* [PROBLEM TO WORK ON] Count the lines in the entries below that contain the string "accurate", treating uppercase and lowercase letters as distinct, and give only the resulting number.

|---|

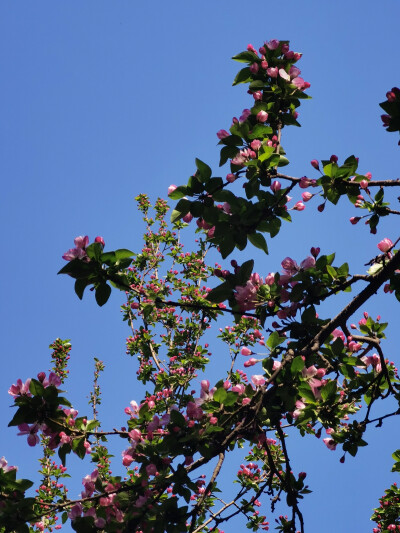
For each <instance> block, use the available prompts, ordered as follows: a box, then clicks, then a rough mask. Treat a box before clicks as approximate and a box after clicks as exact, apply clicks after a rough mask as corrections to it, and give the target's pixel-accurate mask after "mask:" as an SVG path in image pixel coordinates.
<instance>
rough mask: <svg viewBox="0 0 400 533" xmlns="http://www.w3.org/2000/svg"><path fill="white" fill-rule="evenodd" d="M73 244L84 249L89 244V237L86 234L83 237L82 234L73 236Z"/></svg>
mask: <svg viewBox="0 0 400 533" xmlns="http://www.w3.org/2000/svg"><path fill="white" fill-rule="evenodd" d="M74 244H75V246H76V248H82V249H83V250H84V249H85V248H86V247H87V245H88V244H89V237H88V236H87V235H86V236H85V237H83V236H82V235H81V236H79V237H75V239H74Z"/></svg>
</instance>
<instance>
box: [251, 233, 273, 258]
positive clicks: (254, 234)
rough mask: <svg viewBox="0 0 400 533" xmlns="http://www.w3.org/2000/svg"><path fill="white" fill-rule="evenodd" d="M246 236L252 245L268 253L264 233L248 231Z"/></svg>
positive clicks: (265, 252) (267, 253)
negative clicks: (264, 236) (251, 232)
mask: <svg viewBox="0 0 400 533" xmlns="http://www.w3.org/2000/svg"><path fill="white" fill-rule="evenodd" d="M247 237H248V239H249V241H250V242H251V244H252V245H253V246H255V247H256V248H260V249H261V250H263V251H264V252H265V253H266V254H268V246H267V241H266V240H265V237H264V235H262V234H261V233H249V234H248V235H247Z"/></svg>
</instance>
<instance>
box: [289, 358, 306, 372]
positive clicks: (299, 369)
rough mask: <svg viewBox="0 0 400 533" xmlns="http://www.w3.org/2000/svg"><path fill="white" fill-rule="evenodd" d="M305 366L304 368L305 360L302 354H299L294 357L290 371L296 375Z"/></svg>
mask: <svg viewBox="0 0 400 533" xmlns="http://www.w3.org/2000/svg"><path fill="white" fill-rule="evenodd" d="M303 368H304V361H303V359H302V357H301V355H298V356H297V357H295V358H294V359H293V361H292V364H291V365H290V371H291V373H292V375H295V374H298V373H299V372H301V371H302V370H303Z"/></svg>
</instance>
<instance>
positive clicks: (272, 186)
mask: <svg viewBox="0 0 400 533" xmlns="http://www.w3.org/2000/svg"><path fill="white" fill-rule="evenodd" d="M281 187H282V185H281V183H280V182H279V181H277V180H275V181H273V182H272V183H271V187H270V189H271V191H272V192H278V191H280V189H281Z"/></svg>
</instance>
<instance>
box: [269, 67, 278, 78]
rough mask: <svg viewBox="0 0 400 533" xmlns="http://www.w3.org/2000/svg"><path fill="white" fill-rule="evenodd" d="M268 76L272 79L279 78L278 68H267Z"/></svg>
mask: <svg viewBox="0 0 400 533" xmlns="http://www.w3.org/2000/svg"><path fill="white" fill-rule="evenodd" d="M267 74H268V76H270V77H271V78H277V77H278V67H269V68H267Z"/></svg>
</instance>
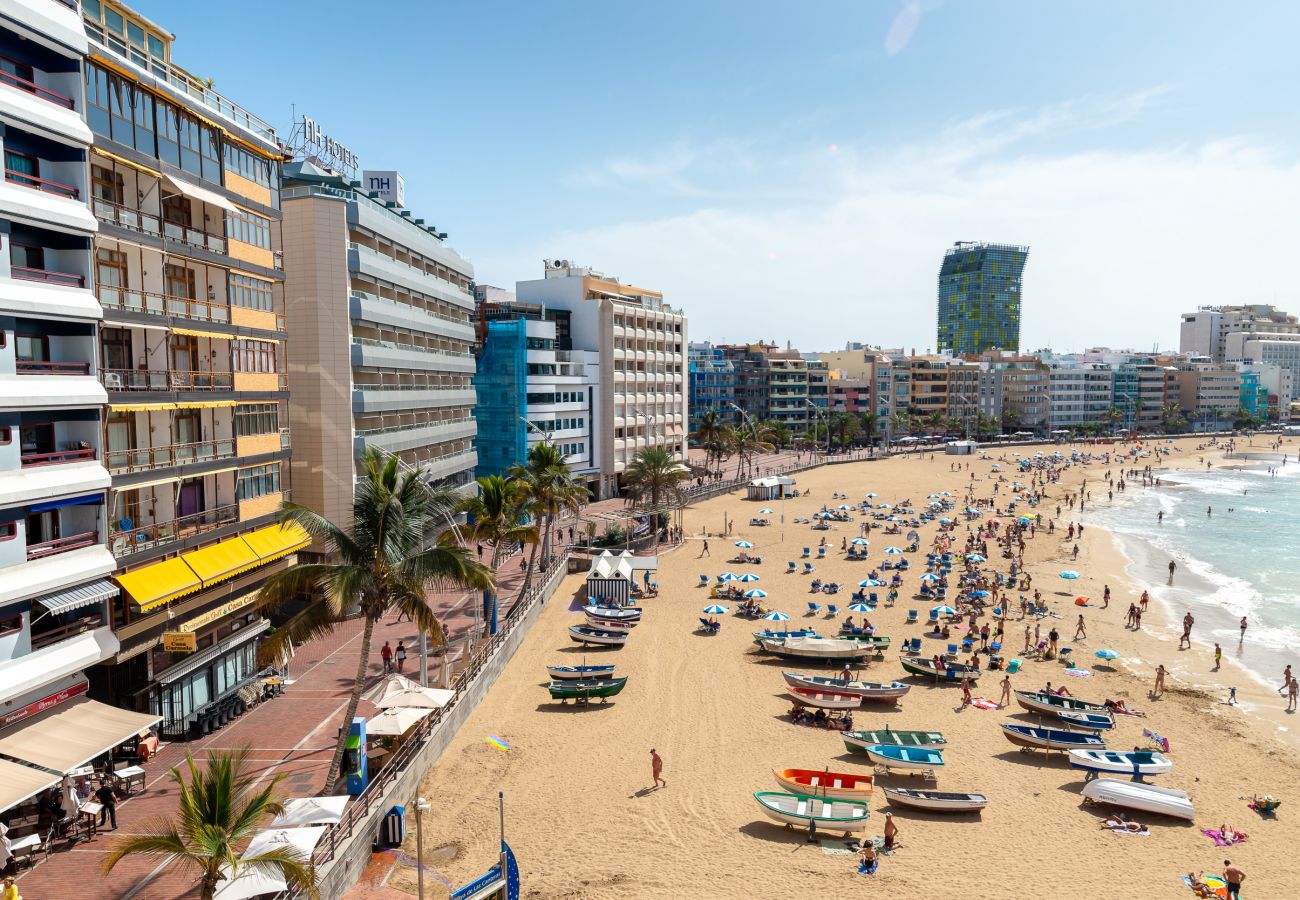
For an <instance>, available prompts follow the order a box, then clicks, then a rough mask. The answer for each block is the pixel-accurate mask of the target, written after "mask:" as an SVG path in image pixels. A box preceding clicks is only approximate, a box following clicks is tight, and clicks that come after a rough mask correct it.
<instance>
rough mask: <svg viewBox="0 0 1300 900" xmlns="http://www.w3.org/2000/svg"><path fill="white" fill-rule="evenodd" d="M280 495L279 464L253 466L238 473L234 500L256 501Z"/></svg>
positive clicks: (266, 464) (270, 464)
mask: <svg viewBox="0 0 1300 900" xmlns="http://www.w3.org/2000/svg"><path fill="white" fill-rule="evenodd" d="M277 493H279V463H269V464H266V466H253V467H252V468H246V470H242V471H240V472H239V481H238V484H235V499H256V498H257V497H265V496H266V494H277Z"/></svg>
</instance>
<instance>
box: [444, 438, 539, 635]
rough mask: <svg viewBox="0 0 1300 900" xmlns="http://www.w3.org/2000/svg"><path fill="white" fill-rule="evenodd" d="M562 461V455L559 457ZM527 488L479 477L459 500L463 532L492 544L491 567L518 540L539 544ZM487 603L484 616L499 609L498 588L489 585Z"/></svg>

|---|

* [SOLUTION FOR THIS EXERCISE] 2